■ Exercise details
Identify each line in the listing below that contains the word "purple", and copy those lines in full.
## start
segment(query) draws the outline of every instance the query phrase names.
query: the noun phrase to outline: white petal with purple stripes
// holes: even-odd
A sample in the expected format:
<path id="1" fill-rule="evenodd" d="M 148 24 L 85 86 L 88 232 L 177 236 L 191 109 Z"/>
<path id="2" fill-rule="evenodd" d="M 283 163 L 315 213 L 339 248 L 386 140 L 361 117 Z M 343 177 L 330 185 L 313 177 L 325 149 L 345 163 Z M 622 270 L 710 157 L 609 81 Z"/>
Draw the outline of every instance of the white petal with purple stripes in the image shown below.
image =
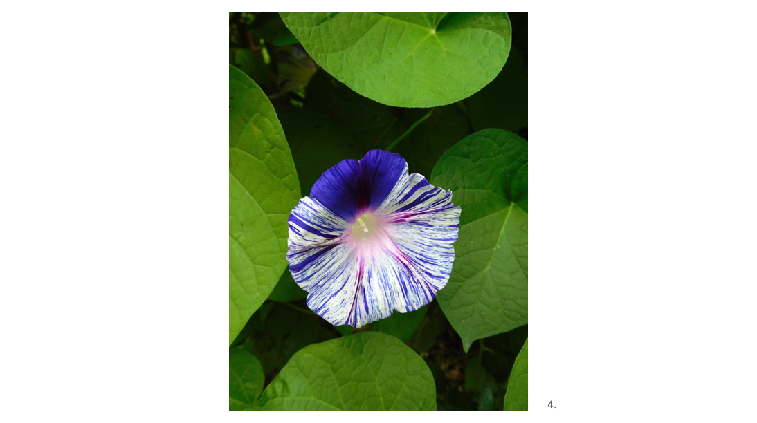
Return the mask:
## end
## start
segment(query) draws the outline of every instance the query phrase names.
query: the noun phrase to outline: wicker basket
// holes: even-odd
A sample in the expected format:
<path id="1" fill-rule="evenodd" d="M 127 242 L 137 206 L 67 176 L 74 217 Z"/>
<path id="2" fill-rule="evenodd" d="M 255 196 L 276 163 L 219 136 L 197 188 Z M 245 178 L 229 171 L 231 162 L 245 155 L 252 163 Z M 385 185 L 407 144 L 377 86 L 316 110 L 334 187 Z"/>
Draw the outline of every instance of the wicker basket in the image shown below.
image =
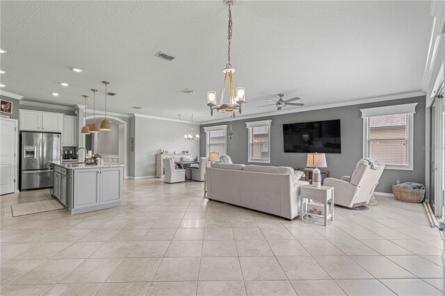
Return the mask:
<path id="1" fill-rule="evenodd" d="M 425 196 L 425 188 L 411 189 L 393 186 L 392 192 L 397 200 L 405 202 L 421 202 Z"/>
## end
■ Exercise response
query: the noun phrase to outline: white petal with purple stripes
Draw the outline of every instance of the white petal with purple stripes in the image shown below.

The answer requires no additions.